TASK DESCRIPTION:
Extend the commentary on Greece's debt and credit-default swaps, beginning right after its final sentence.

QUOTED TEXT:
^^^^
When is a Debt Default not a “Credit Event?”

In this week’s Barron’s, Alan Abelson looks askance at the non-default default in Greece.

All bombast aside, what makes this issue so fascinating to me is not whether or not Greece has or has not technically defaulted. Rather, it is that there is a committee of conflicted interested parties rendering a verdict on that issue.

Funny, that sort of group declaration is not required when a payout determination occurs when a futures contract or an option must settle.

No committee decision is required. Which (again) is why Credit Default Swaps sound a lot more like Insurance than they do other tradeable assets.

Regardless, here is Barron’s:

“Rogues lying wasn’t the problem with another recent instance of March Madness on foreign shores. A panel of five investment firms and 10 banks chosen by the International Swaps and Derivatives Association has told the world it need not fear that Greece’s failure to pay its humongous debts would trigger payments mounting into the billions of dollars on those instruments of mass destruction, credit-default swaps, thanks to those 15 worthies unanimously declaring such losses are not “a credit event.”
^^^^
SUPPLIED INFORMATION:
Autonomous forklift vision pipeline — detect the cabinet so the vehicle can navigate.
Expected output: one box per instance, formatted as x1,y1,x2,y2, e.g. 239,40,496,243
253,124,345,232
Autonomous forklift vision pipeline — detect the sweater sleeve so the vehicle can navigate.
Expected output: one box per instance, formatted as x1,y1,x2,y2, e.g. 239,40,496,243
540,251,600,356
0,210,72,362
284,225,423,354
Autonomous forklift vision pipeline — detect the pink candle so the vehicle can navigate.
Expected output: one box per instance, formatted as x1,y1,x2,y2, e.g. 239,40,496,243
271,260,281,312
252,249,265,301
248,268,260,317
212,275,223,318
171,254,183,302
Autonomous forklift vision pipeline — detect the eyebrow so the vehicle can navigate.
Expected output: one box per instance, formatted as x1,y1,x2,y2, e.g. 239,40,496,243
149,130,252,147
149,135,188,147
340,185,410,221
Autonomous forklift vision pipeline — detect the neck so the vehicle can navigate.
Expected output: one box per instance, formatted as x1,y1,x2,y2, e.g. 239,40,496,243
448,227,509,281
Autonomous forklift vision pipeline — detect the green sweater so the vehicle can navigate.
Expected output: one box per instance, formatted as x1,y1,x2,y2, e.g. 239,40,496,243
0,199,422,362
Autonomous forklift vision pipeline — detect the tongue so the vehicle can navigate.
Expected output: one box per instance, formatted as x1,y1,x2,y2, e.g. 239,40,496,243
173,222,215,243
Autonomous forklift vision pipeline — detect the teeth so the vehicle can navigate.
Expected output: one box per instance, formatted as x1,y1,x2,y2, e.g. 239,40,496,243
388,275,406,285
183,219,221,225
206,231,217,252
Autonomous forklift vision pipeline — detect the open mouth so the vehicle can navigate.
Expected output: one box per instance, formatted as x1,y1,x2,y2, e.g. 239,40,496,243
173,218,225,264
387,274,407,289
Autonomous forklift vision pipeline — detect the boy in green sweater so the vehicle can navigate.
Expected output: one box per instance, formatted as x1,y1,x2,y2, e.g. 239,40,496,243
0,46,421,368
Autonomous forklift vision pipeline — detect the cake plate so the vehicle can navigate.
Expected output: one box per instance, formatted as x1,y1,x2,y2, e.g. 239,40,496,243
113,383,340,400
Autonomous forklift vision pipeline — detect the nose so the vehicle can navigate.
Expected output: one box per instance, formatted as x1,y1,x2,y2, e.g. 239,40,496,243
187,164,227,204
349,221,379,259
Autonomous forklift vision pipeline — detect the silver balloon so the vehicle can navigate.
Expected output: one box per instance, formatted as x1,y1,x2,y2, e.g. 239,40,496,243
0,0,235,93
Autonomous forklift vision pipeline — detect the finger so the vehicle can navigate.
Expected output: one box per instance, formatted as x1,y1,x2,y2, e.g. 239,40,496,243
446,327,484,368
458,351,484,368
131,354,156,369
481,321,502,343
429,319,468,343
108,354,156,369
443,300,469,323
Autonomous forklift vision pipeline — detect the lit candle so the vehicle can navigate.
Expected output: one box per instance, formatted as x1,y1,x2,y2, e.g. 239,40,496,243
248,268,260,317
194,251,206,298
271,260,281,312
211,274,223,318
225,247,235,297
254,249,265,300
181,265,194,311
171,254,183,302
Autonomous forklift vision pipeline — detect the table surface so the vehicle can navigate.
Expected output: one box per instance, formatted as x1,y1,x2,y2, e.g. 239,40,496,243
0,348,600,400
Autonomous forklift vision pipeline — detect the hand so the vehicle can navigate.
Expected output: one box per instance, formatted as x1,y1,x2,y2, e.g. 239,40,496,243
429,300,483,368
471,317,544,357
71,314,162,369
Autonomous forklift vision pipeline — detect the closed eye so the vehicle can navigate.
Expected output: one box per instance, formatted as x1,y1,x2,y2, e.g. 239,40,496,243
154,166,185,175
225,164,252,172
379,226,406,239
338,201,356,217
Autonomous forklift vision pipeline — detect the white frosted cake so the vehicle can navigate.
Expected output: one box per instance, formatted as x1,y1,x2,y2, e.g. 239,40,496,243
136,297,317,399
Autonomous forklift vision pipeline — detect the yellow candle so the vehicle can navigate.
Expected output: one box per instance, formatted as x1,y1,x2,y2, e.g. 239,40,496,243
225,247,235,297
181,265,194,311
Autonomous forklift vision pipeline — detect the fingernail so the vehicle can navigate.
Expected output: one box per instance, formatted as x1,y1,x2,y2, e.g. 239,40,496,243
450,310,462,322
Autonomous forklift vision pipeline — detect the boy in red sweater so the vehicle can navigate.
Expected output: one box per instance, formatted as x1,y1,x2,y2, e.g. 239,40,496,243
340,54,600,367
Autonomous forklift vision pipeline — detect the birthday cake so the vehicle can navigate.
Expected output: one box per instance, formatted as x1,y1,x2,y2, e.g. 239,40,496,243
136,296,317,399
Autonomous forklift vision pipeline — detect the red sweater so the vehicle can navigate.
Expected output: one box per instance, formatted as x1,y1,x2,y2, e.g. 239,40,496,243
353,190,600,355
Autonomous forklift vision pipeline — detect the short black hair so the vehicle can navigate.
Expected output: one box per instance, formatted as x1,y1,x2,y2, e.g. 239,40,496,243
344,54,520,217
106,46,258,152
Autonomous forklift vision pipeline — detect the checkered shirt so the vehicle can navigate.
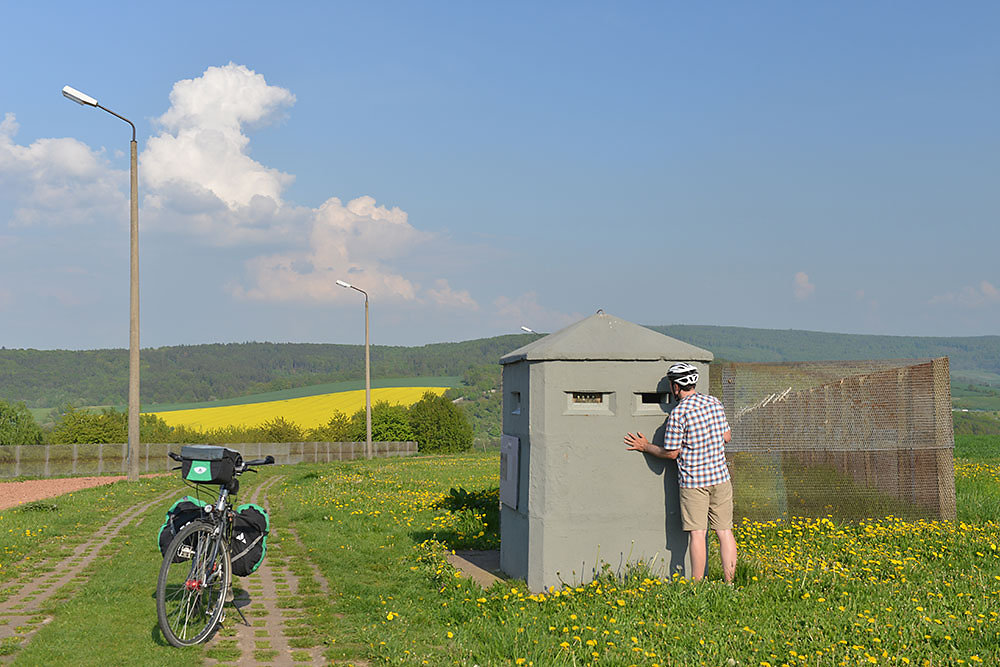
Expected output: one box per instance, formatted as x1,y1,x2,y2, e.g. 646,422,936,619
663,394,730,489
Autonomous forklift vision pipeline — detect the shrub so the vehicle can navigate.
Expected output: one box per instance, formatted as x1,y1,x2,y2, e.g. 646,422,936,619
52,407,175,445
410,392,472,453
52,408,128,445
309,410,356,442
254,417,305,442
349,401,414,442
0,400,42,445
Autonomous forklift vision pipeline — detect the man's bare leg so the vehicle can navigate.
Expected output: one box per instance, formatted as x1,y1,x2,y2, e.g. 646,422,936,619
688,530,708,581
716,530,736,582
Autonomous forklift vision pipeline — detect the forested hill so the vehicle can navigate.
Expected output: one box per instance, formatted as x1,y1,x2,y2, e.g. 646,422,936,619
0,334,534,408
649,324,1000,379
0,325,1000,408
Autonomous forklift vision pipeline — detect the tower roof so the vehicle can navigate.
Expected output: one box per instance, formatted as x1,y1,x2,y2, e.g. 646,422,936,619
500,311,714,364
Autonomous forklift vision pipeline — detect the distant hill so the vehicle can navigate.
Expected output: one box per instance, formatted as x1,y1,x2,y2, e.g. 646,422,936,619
649,324,1000,386
0,325,1000,408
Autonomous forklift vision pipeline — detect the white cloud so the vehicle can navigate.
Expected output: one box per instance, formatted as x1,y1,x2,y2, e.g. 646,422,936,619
0,63,478,310
139,63,296,243
231,197,436,302
427,278,479,310
792,271,816,301
0,113,129,227
930,280,1000,308
493,292,583,332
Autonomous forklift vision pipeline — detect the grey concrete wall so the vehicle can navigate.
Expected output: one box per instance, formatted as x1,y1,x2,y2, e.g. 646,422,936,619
500,361,708,591
0,442,417,479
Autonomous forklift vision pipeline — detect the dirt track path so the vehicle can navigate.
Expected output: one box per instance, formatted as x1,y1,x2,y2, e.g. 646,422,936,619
0,473,169,510
205,476,328,667
0,488,174,662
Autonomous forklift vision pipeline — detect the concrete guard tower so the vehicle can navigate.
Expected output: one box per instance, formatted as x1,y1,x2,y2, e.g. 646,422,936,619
500,311,713,592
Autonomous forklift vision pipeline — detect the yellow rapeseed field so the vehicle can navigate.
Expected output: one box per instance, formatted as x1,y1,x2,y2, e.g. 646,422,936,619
153,387,446,430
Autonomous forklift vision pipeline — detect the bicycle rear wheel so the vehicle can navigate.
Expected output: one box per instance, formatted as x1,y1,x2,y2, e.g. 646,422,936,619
156,521,233,646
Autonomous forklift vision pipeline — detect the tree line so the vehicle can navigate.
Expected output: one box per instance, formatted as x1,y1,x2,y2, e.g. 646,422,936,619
0,325,1000,408
0,392,473,453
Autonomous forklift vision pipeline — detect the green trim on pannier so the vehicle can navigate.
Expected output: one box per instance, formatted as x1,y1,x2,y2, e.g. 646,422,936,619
236,503,271,535
156,496,208,551
230,503,271,577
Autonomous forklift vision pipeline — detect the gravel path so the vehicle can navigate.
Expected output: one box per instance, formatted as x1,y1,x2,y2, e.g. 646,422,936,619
205,476,328,667
0,488,173,662
0,473,169,510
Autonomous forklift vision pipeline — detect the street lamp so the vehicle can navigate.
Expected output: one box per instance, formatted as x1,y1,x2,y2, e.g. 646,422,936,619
337,280,372,459
63,86,139,482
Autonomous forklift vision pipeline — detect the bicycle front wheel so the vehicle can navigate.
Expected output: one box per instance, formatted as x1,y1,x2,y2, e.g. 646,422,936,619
156,521,233,646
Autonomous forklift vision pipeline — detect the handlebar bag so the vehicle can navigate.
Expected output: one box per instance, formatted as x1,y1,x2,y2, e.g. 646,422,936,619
157,496,208,562
229,503,271,577
181,445,243,484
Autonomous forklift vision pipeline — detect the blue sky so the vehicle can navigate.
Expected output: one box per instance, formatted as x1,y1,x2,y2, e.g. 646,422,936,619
0,2,1000,349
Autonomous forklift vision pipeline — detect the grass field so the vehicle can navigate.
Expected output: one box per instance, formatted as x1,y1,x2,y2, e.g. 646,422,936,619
0,436,1000,666
146,387,446,429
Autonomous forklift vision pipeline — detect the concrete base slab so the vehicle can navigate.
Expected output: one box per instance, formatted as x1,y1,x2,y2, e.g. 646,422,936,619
448,549,503,589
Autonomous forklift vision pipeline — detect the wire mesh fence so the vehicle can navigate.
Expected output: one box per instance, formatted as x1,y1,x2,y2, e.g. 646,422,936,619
710,358,955,521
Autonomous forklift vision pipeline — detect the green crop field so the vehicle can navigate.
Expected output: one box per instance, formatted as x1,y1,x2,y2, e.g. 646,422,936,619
0,436,1000,666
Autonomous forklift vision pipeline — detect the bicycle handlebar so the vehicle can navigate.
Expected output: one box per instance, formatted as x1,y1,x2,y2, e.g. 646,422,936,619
167,452,274,470
243,454,274,469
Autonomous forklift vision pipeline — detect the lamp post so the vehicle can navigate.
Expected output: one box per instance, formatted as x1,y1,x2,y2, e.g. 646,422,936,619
337,280,372,459
63,86,139,482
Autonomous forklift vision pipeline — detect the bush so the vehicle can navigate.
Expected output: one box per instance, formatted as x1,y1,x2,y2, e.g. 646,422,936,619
348,401,415,442
51,407,176,445
410,392,472,454
309,410,354,442
0,400,42,445
52,408,128,445
247,417,305,442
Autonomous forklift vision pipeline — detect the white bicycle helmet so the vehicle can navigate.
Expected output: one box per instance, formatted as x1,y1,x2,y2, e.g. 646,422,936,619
667,362,698,387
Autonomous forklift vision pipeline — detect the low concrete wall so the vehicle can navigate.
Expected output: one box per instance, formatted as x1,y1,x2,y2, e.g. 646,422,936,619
0,442,417,478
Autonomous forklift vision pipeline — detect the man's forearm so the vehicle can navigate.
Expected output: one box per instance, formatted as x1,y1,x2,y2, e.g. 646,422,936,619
643,443,681,459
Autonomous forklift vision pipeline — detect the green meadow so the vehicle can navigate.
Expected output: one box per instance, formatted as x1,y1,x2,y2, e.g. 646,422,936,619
0,436,1000,666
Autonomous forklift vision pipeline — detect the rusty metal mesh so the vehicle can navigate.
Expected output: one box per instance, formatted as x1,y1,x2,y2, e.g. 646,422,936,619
710,358,955,521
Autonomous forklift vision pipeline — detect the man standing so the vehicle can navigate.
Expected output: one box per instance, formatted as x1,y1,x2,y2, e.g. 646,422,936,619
625,363,736,582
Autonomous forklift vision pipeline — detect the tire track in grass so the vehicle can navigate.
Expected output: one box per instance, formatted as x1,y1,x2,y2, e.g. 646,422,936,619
0,490,174,662
206,475,328,667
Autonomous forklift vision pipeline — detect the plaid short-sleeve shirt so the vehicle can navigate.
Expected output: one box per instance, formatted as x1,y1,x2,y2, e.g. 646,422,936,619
663,394,730,489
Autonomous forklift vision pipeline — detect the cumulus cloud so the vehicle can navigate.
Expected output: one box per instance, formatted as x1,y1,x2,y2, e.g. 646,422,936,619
0,113,129,227
792,271,816,301
231,197,427,301
0,63,478,310
427,278,479,310
140,63,297,243
930,280,1000,308
493,292,583,331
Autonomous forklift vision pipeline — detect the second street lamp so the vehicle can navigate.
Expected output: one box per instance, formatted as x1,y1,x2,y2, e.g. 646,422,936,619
337,280,372,459
63,86,139,482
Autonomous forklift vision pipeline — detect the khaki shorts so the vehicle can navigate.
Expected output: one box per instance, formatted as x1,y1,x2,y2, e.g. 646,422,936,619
681,481,733,531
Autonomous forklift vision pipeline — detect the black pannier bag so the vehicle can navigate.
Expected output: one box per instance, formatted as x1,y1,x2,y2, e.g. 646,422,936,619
181,445,243,484
229,503,271,577
157,496,208,562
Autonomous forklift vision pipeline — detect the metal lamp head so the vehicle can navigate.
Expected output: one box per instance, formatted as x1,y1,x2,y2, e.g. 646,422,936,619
63,86,97,107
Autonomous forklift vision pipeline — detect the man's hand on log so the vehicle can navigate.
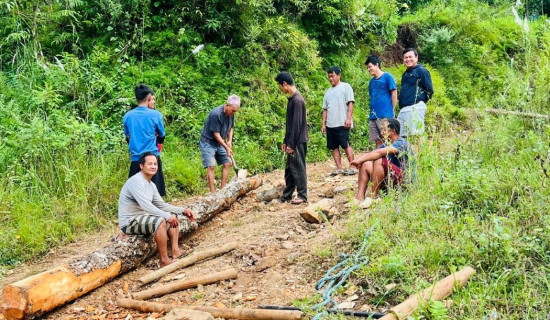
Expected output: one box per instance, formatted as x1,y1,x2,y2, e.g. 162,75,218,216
168,214,179,228
183,209,195,222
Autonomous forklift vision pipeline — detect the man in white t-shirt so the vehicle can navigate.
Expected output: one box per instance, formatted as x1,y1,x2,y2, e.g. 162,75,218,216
321,67,357,175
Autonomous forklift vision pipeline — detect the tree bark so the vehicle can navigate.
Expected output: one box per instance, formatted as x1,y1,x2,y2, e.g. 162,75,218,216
138,242,239,285
0,176,262,320
380,267,475,320
117,299,303,320
132,268,239,300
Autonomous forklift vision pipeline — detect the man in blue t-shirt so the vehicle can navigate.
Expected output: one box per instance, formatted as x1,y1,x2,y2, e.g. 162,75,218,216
199,95,241,193
122,84,166,197
397,48,434,137
352,118,416,208
365,55,397,148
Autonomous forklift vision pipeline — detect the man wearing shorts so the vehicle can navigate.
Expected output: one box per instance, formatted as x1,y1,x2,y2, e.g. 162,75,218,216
397,48,434,137
118,152,195,267
122,84,166,197
365,55,397,148
321,67,357,175
353,119,416,208
199,95,241,193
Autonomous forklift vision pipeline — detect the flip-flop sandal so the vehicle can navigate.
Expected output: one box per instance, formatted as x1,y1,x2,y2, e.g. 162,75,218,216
290,198,306,205
329,170,344,177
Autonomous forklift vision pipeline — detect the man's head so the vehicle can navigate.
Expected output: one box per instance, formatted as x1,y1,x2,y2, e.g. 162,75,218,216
139,152,158,177
134,84,155,109
275,71,294,93
380,118,401,141
223,94,241,116
327,66,342,87
403,48,418,69
365,55,382,76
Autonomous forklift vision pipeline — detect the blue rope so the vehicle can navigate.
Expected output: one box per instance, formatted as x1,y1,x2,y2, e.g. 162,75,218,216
313,221,378,320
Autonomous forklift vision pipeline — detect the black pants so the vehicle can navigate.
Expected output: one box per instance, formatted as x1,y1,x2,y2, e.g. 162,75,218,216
283,142,307,201
128,156,166,197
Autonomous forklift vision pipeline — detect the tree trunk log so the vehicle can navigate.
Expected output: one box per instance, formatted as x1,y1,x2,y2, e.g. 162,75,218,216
485,108,550,119
380,267,475,320
0,176,262,320
117,299,303,320
138,242,239,285
132,268,239,300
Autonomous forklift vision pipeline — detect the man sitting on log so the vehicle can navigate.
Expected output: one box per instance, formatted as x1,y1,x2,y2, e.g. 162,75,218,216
351,119,416,209
118,152,195,267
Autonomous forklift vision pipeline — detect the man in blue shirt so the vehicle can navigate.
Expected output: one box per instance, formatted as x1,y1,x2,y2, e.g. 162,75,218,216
365,55,397,148
122,84,166,196
397,48,434,137
199,95,241,193
352,119,416,208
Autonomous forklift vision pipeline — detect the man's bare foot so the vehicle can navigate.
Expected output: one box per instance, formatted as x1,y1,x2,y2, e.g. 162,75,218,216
172,247,193,259
160,259,174,268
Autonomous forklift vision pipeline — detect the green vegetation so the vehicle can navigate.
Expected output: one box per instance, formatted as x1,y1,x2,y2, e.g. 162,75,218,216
0,0,550,319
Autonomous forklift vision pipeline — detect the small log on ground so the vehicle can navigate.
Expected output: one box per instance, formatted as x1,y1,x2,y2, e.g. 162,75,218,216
300,199,338,223
160,308,214,320
138,242,239,285
256,183,285,202
132,268,239,300
0,176,262,320
380,267,475,320
117,299,303,320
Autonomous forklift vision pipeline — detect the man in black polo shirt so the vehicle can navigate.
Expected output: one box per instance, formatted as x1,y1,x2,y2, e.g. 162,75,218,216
275,72,309,204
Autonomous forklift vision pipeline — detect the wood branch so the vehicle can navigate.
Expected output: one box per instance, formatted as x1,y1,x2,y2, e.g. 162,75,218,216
380,267,475,320
132,268,239,300
117,299,303,320
0,176,262,320
485,108,550,119
138,242,239,285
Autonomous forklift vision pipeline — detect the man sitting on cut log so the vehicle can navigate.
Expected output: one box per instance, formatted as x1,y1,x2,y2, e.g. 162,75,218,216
118,152,195,267
351,119,416,209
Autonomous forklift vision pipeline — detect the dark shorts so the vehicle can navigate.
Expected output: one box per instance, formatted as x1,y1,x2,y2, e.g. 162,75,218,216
327,127,349,150
199,139,231,168
128,157,166,197
382,158,403,186
122,215,170,236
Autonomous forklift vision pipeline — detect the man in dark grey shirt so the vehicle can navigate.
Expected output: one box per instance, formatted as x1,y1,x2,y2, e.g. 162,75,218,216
199,95,241,193
118,152,195,267
275,72,309,204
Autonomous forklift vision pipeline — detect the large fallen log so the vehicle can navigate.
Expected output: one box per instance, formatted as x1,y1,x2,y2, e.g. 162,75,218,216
380,267,475,320
116,299,303,320
0,176,262,320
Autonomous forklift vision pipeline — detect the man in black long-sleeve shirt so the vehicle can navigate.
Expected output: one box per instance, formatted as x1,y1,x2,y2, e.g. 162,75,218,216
275,72,309,204
397,48,434,137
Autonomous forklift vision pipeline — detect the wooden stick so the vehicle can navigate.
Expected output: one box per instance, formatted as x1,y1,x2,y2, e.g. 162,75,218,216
381,267,475,320
485,108,550,119
0,176,262,320
138,242,239,285
132,268,239,300
117,299,303,320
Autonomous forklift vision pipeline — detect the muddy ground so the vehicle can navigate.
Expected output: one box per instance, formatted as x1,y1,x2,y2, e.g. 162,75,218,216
0,161,386,320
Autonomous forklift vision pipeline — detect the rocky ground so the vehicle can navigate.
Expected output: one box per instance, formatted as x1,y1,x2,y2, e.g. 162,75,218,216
0,162,386,320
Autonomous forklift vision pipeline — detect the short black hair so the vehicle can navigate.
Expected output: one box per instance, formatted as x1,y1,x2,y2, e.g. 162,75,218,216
139,151,157,164
365,54,382,68
327,66,342,74
134,83,155,102
403,48,418,57
387,118,401,134
275,71,294,86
^^^^
RESPONSE:
Keep in mind, please, that credit-default swaps presumably serve as insurance against loss for holders of bonds and sovereign debt. But the panels saw fit out of the goodness of their hearts to make an exception for Greek debt. If something that would touch off payments of over $3 billion doesn’t qualify as “a credit event,” what is it then—a walk in the park with Angela?

Barry Ritholtz of Fusion IQ reminds us in his latest dispatch of the epic credit-default-swaps folly indulged in by AIG not all that long ago when the firm wrote upwards of $3 trillion worth of them, while “reserving zero dollars against potential claims.” It provided a bonanza for the insurer until the whole house of cards collapsed. At that point, AIG went belly-up and good old Uncle Sam found himself on the hook for a bundle. As to the definitional high-jinks engaged in by the panel on Greece to avoid touching off an avalanche of credit-default payments, Barry fumes: “Damned if I can figure it out.”

Why does it matter if Credit Default Swaps are not Insurance?

The key to that question is what the state insurance regulators actually from insurers — reserves (a lot of them) to make payments in the event of any such credit event occurs. Industry groups (ISDA included) do not require reserves. Not one penny.

Why does that matter? Swaps are ALOT less profitable as an insurance product than they are as a trading vehicle. THAT is the primary issue which we all should be concerned about. Its how AIG got itself into so much trouble, and we could very well see a repeat unless this gets resolved sooner than later.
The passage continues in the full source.